Written instruction:
Rewrite the records below, changing "The masks may go here" to "Write the masks here" everywhere it appears and keeping everything else the same.

Data supplied:
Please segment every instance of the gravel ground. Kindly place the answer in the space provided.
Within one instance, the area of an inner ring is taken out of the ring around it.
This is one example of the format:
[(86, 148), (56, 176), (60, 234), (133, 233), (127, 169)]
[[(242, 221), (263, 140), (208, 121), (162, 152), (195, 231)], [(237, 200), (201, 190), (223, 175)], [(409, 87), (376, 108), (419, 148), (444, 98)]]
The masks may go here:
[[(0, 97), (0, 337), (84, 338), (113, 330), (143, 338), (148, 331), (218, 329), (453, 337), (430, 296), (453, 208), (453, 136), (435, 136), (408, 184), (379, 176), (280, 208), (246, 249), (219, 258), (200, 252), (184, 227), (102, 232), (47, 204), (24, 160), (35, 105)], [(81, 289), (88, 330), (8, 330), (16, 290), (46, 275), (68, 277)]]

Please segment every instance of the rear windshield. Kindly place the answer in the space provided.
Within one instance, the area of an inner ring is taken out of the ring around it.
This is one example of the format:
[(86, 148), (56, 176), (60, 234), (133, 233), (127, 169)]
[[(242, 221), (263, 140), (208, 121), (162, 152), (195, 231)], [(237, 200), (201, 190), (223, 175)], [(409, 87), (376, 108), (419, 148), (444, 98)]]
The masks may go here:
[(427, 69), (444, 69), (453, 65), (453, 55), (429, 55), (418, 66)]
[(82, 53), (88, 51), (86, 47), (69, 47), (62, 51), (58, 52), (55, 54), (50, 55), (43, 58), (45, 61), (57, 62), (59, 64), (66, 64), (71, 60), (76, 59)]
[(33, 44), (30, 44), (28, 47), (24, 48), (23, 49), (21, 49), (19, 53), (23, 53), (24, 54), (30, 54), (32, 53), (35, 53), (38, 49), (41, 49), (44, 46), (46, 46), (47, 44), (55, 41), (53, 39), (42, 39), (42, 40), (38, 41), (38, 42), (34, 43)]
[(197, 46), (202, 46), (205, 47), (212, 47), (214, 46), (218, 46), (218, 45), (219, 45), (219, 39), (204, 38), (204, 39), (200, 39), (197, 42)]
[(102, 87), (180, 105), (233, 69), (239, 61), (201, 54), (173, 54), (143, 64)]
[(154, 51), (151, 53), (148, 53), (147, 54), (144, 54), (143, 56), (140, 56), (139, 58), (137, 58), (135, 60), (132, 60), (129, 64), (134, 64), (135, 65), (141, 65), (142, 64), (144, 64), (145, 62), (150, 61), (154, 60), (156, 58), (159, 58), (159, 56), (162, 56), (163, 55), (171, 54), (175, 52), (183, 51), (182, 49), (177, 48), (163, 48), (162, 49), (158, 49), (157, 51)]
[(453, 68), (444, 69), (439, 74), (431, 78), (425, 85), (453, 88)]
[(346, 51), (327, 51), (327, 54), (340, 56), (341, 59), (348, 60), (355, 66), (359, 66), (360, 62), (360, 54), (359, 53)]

Output for this task:
Please segment every instance of the gravel ground. Kindly place the answer in the space provided.
Within one instance, the area of an inner ring is taken out of the ring around it.
This is one example of the format:
[(86, 148), (56, 176), (60, 234), (133, 233), (127, 169)]
[[(242, 221), (263, 140), (208, 121), (162, 152), (195, 231)], [(237, 200), (201, 190), (223, 175)], [(409, 87), (376, 108), (419, 148), (444, 98)]]
Write the masks here:
[[(0, 97), (0, 337), (84, 338), (113, 330), (143, 338), (148, 331), (218, 329), (453, 337), (430, 296), (453, 208), (453, 136), (435, 136), (408, 184), (379, 176), (280, 208), (246, 249), (219, 258), (200, 252), (184, 227), (102, 232), (47, 204), (24, 160), (35, 105)], [(81, 289), (88, 330), (8, 330), (16, 290), (46, 275), (68, 277)]]

Please segment every instance of the rear windshield. Kindly place the answer in the space provided.
Within one instance, the area of an inner ring is taken out of the ring around it.
This is one example of the format:
[(86, 148), (56, 176), (60, 234), (133, 233), (127, 169)]
[[(242, 221), (263, 140), (208, 121), (162, 152), (195, 231)], [(237, 200), (201, 190), (223, 175)], [(409, 87), (376, 108), (419, 148), (444, 98)]]
Write the masks here:
[(427, 69), (444, 69), (453, 65), (453, 55), (429, 55), (418, 66)]
[(82, 53), (88, 51), (86, 47), (69, 47), (62, 51), (58, 52), (55, 54), (50, 55), (43, 58), (45, 61), (57, 62), (59, 64), (66, 64), (71, 60), (76, 59)]
[(33, 44), (30, 44), (28, 47), (24, 48), (23, 49), (21, 49), (19, 53), (23, 53), (24, 54), (30, 54), (32, 53), (35, 53), (38, 49), (41, 49), (44, 46), (46, 46), (47, 44), (55, 41), (53, 39), (42, 39), (42, 40), (38, 41), (38, 42), (34, 43)]
[(197, 46), (202, 46), (205, 47), (212, 47), (214, 46), (218, 46), (218, 45), (219, 45), (219, 39), (204, 38), (204, 39), (200, 39), (197, 42)]
[(102, 87), (180, 105), (233, 69), (239, 61), (201, 54), (173, 54), (143, 64)]
[(154, 51), (151, 53), (148, 53), (147, 54), (144, 54), (143, 56), (140, 56), (139, 58), (137, 58), (135, 60), (132, 60), (129, 64), (134, 64), (135, 65), (141, 65), (142, 64), (144, 64), (145, 62), (150, 61), (154, 60), (156, 58), (159, 58), (159, 56), (162, 56), (163, 55), (171, 54), (175, 52), (183, 51), (182, 49), (177, 48), (163, 48), (162, 49), (158, 49), (157, 51)]
[(453, 68), (444, 69), (439, 74), (431, 78), (425, 85), (453, 88)]
[(346, 51), (327, 51), (327, 54), (340, 56), (341, 59), (348, 60), (355, 66), (359, 66), (360, 62), (360, 54), (359, 53)]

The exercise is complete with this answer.